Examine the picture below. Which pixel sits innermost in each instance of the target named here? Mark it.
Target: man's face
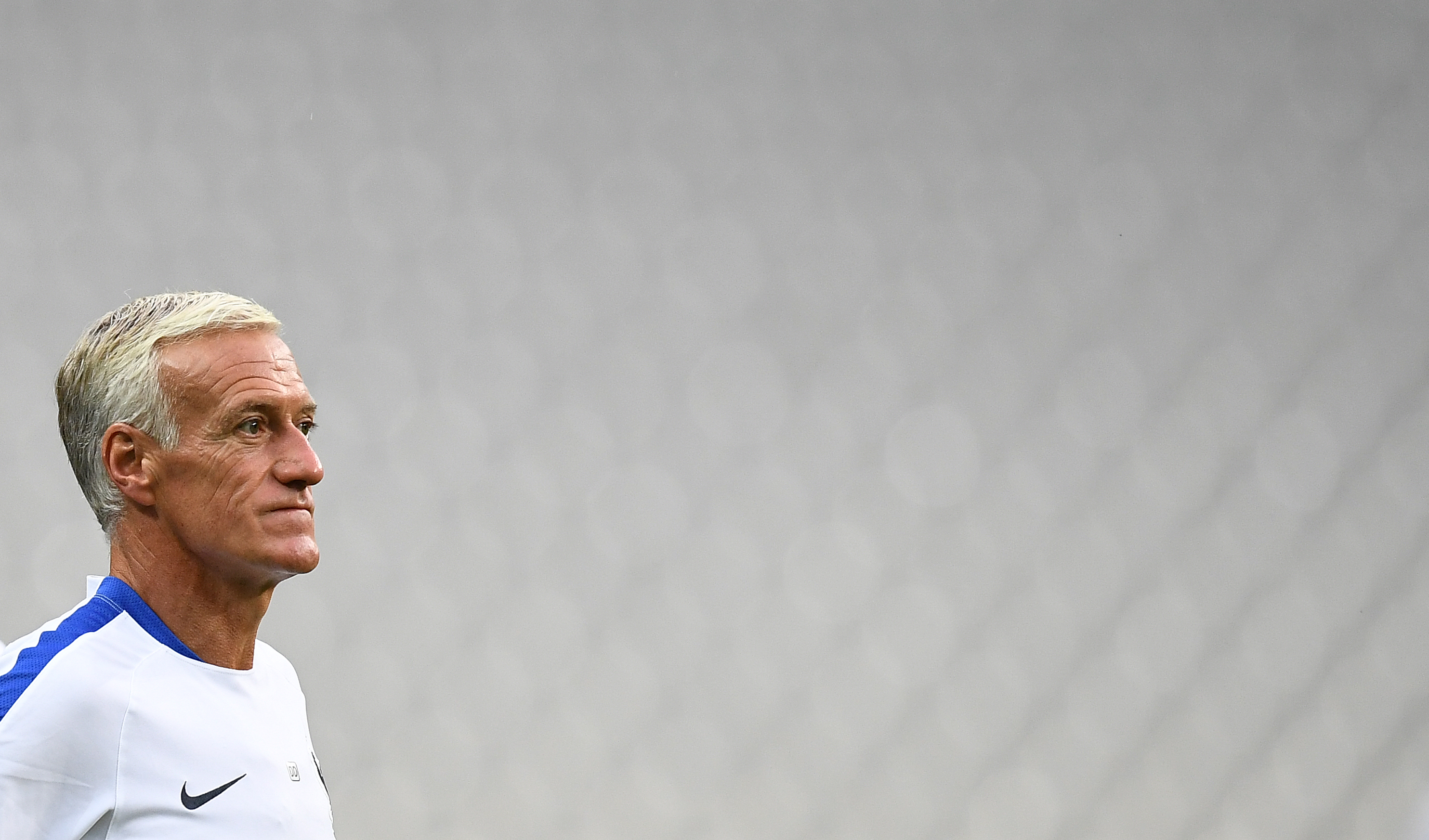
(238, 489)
* * *
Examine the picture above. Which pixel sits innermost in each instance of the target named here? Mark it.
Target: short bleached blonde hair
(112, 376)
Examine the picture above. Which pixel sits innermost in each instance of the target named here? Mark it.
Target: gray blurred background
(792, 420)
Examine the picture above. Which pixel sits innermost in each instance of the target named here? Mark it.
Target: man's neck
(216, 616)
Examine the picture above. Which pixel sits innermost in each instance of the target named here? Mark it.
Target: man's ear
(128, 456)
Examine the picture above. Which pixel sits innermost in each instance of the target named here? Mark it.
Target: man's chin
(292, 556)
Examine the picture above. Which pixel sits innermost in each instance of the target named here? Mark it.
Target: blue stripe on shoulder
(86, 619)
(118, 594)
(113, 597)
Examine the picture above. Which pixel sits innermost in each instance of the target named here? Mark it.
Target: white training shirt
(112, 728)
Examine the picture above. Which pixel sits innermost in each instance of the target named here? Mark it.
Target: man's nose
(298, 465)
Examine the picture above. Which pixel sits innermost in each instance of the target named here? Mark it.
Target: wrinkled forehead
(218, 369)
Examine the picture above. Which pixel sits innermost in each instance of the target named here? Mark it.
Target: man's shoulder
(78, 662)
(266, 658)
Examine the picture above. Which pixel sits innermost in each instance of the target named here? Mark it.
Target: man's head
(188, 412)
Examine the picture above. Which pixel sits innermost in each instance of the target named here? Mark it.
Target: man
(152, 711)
* * *
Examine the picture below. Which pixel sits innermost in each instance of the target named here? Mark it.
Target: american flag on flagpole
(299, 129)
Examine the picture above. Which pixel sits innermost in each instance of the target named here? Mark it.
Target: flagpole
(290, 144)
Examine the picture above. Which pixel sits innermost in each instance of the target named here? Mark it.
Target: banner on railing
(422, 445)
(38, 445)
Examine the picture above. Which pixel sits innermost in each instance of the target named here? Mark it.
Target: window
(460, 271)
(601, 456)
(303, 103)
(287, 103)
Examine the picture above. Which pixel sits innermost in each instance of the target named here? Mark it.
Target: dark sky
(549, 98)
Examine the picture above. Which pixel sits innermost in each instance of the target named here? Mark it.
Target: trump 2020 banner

GIVEN INSTRUCTION: Collect every line of the material above that contains the string "banner", and list each such line in full. Treat case as significant.

ANSWER TO THE PROBLEM:
Target: banner on railing
Target: trump 2020 banner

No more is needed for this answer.